Copy the rows below verbatim, from the one containing "the man's ear" through the final row, with both of those included.
══════
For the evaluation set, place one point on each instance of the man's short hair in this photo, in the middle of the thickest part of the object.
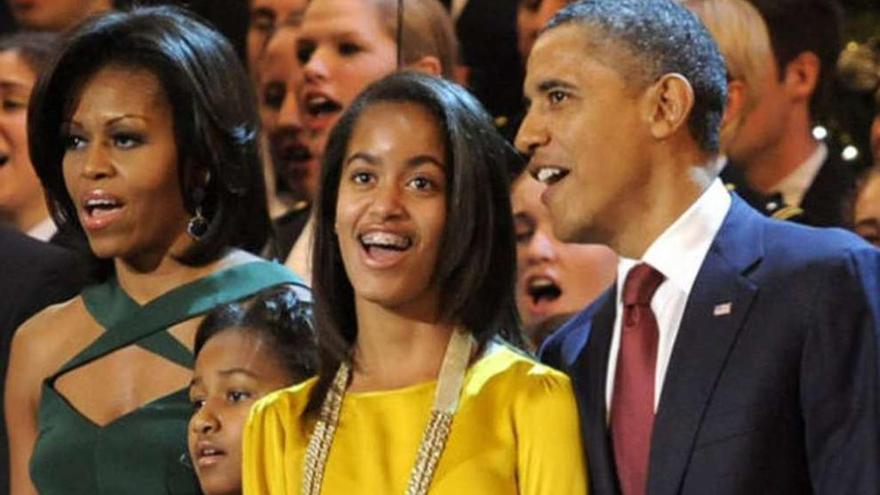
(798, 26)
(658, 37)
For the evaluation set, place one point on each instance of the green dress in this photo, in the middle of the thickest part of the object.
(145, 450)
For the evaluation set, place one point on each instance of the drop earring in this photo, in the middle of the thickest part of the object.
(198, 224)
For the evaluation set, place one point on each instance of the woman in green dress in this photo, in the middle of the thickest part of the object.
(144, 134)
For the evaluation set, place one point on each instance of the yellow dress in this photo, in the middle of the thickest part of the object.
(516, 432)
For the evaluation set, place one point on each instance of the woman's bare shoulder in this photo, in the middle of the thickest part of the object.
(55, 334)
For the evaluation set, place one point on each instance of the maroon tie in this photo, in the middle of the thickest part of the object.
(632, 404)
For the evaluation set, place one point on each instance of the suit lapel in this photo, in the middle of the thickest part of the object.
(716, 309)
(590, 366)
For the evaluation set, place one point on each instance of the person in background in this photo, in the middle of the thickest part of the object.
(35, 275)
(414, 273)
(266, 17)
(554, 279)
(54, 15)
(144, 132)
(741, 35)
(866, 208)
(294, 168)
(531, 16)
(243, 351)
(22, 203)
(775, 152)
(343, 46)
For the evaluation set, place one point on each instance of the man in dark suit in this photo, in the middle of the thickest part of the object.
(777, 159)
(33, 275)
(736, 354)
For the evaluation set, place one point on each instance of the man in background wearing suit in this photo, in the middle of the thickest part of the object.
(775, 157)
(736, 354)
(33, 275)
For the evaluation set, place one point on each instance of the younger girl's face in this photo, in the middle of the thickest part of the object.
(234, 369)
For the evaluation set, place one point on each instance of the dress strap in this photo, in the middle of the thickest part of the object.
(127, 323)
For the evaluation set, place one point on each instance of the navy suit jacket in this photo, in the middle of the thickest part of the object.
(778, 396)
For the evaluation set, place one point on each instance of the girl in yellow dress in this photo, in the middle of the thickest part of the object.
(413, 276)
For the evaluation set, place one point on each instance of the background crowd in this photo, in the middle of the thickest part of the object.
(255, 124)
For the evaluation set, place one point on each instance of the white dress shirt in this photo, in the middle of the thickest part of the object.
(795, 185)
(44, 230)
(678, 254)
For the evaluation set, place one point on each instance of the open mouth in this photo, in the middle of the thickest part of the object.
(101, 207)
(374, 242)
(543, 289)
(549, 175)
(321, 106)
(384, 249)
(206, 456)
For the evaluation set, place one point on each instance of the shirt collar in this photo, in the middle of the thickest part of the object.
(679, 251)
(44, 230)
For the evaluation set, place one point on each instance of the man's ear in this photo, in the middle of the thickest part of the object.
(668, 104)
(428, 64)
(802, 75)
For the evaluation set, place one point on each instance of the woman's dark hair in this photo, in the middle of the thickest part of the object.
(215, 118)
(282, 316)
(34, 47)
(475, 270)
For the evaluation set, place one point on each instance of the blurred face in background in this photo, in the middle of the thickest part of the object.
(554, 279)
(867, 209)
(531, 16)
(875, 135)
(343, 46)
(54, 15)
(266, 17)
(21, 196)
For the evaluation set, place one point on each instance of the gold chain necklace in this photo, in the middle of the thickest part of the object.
══════
■ Expected answer
For the evaluation set, place one point on each instance of the man's ear in this photo, in the middle of the thickest part of the object.
(668, 104)
(428, 64)
(802, 75)
For the evaluation set, place one point on each instance of the woman's dark hair in this photo, in the middle of the thickest part of the object.
(215, 118)
(282, 316)
(34, 47)
(475, 270)
For the evaluation set, place one point on each instance of the blurred face in background in this photo, in the middle of the thickest part of the object.
(554, 279)
(867, 209)
(531, 16)
(875, 135)
(343, 46)
(54, 15)
(266, 17)
(21, 196)
For the evaluation set, place one point on each instance of the gold chain necklace in this photo, in the middle of the thickest part of the object.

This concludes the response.